What to produce:
Every line of the records must be repeated exactly; pictures stay out.
|---|
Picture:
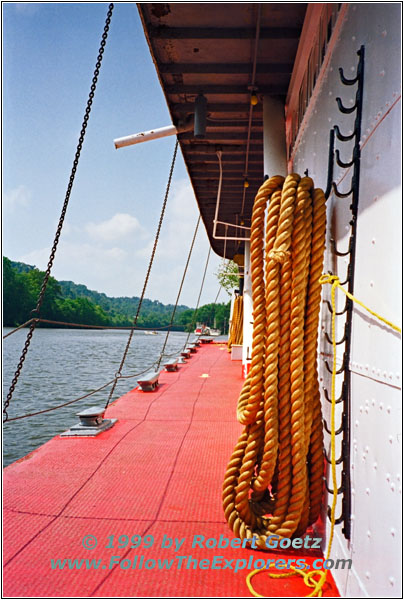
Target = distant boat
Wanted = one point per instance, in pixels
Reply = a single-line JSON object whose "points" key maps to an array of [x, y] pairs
{"points": [[204, 330]]}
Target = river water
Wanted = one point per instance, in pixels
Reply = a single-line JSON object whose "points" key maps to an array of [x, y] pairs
{"points": [[63, 364]]}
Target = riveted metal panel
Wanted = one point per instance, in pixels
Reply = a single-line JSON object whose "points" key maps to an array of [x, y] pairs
{"points": [[375, 357]]}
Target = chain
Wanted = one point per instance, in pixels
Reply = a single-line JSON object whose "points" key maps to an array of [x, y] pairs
{"points": [[179, 293], [63, 213], [118, 375]]}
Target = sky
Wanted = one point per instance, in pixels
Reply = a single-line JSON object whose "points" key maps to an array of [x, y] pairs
{"points": [[49, 55]]}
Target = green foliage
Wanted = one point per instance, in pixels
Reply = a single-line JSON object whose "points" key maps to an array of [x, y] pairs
{"points": [[75, 303], [227, 275]]}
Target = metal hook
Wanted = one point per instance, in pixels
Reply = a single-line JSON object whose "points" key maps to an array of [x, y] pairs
{"points": [[341, 194], [343, 108], [330, 175], [339, 371], [342, 164], [341, 397], [347, 81], [334, 247], [341, 137], [336, 521], [329, 340], [337, 432]]}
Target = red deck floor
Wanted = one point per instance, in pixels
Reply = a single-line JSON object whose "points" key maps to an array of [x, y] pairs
{"points": [[158, 472]]}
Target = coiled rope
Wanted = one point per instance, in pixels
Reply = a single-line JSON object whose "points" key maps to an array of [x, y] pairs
{"points": [[273, 483]]}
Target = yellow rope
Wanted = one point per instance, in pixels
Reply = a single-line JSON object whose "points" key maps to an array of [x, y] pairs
{"points": [[335, 282], [309, 577]]}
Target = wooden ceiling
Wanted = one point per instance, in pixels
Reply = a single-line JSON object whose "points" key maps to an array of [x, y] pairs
{"points": [[211, 49]]}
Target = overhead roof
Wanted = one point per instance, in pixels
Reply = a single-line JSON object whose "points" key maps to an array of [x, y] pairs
{"points": [[225, 51]]}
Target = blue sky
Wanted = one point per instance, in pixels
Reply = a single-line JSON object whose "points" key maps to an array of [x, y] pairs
{"points": [[49, 54]]}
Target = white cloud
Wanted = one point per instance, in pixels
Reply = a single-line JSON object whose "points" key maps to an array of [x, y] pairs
{"points": [[27, 8], [115, 254], [18, 197], [118, 227]]}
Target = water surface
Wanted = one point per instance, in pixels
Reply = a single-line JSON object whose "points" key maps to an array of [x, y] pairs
{"points": [[63, 364]]}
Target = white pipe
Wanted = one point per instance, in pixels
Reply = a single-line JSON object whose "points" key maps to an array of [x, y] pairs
{"points": [[154, 134]]}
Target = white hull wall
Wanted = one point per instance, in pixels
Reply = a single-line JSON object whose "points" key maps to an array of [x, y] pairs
{"points": [[375, 362]]}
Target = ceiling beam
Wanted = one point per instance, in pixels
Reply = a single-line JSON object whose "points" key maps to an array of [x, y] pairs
{"points": [[254, 158], [226, 107], [224, 135], [224, 68], [222, 33], [210, 149]]}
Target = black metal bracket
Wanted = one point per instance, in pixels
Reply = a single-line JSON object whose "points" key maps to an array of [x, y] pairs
{"points": [[332, 188]]}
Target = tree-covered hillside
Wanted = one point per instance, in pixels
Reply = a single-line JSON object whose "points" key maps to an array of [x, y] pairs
{"points": [[75, 303]]}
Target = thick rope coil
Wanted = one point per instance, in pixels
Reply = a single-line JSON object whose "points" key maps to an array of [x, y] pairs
{"points": [[273, 483]]}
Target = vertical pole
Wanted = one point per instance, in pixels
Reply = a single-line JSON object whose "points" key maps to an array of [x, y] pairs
{"points": [[247, 311]]}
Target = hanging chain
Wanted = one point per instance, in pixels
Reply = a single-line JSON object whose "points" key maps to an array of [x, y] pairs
{"points": [[36, 310], [179, 294], [118, 375]]}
|---|
Finished task:
Picture:
Target = distant boat
Wanted = one point per instance, in pixels
Reply = a single-line JSON object whose "points" key maps to an array of [x, y] pairs
{"points": [[204, 330]]}
Target = river water
Wanted = one point per instance, in pixels
Reply = a single-line JSON object whose "points" key maps to an array of [x, y] pairs
{"points": [[63, 364]]}
Target = riveted metal panel
Wanted = one point per instance, in pixels
Reply = a single-line JSON object whose "points" key maps to an array of [x, y] pairs
{"points": [[375, 357]]}
Target = chain
Wanted = one point per instance, in pixels
Reply = a single-line JSON object whose "points" key maps to an array of [x, y] pairs
{"points": [[179, 293], [63, 213], [118, 375]]}
Target = sky
Wanted = one point per instance, in pixels
Reply = a single-line JSON object whose "points" key maps to an array of [x, y] pairs
{"points": [[49, 55]]}
Target = green foliage
Wanted = one point per instance, in pixels
Reply = a single-line JSON object whose "points" key maps to an array of [x, y] pairs
{"points": [[75, 303], [227, 275]]}
Target = metal hook
Wanted = one point per instance, in pixels
Reply = a single-line JSON object whose "points" key maps to an array of [x, y] pairs
{"points": [[341, 194], [343, 108], [330, 175], [339, 371], [342, 164], [341, 397], [347, 81], [334, 247], [341, 137], [336, 521], [329, 340], [337, 432]]}
Target = red deck floor
Wanted = one point per instance, in pixels
Reply = a single-line JSON object whose "points" key maps to an array of [x, y] pairs
{"points": [[158, 472]]}
Target = coiled rope
Wanted = one point per instance, in pixels
Reply = a single-line JSON object whose "points" key maps to an array of [x, y] pairs
{"points": [[273, 483]]}
Target = yellow rope
Wanted = one point per instance, in pixels
Reply = a single-line JSON object whose "points" key maps to an array of [x, y] pairs
{"points": [[335, 282], [309, 577]]}
Target = wooden ceiling
Wanted = one point per instance, in pixels
Reply = a single-line JSON object whose "points" key maps to an array of [x, y] pairs
{"points": [[211, 49]]}
Target = overhead roof
Wanted = one point per instance, in pixels
Reply = a single-line JSON object whose "points" key maps to an array of [x, y] pairs
{"points": [[225, 51]]}
Target = blue sky
Wanted = one point per instance, in pixels
Reply = a single-line JSON object whose "points" key maps to an array of [x, y] pairs
{"points": [[49, 54]]}
Target = white cloud
Wanted = one point per instance, in pixels
Reply = a single-line JSON object whose "points" key maps to an array of [x, y] pairs
{"points": [[27, 8], [115, 254], [18, 197], [118, 227]]}
Target = water surface
Wanted = one point per instance, in pixels
Reply = a single-line JSON object whose "points" key maps to an array of [x, y] pairs
{"points": [[63, 364]]}
Target = white pipe
Wanted = one point per instance, in pixels
Reply = a single-line JSON object whose "points" key maps to an array of [x, y] pairs
{"points": [[154, 134]]}
Target = white hull wall
Wanted = one point per instance, in pixels
Reply = a single-line JSON object whose "points" key maps to an array of [x, y] pairs
{"points": [[375, 362]]}
Target = ceiling beam
Wanted = one point per instance, in pixels
Reply = a single-line JSON object whose "points" key maps to an array of [x, y] pairs
{"points": [[254, 158], [226, 107], [224, 135], [224, 68], [222, 33], [210, 149]]}
Target = black metal bracket
Wanted = one point per instance, in pixels
Reply = a single-line JSON object whose "points" key maps to an array of [x, y] pairs
{"points": [[332, 188]]}
Target = tree-covered hillside
Wanted = one point per instance, in pixels
Reply = a single-line JSON object whose "points" key maps to an array of [x, y] pairs
{"points": [[75, 303]]}
Target = thick rope coil
Wanted = one point per instance, in pixels
Reply = a single-line JSON object whose "points" key maps to an array of [x, y] pairs
{"points": [[273, 483]]}
Target = vertical pole
Wanted = one point per instance, in pixels
Reply = a single-line JSON object whose "points" key maps to an array of [x, y] pairs
{"points": [[247, 311]]}
Target = hanging chain
Wanted = one point per instance, in pixels
Reply = a single-line JSON object whose "points" key maps to an array of [x, y] pairs
{"points": [[36, 310], [179, 294], [118, 375]]}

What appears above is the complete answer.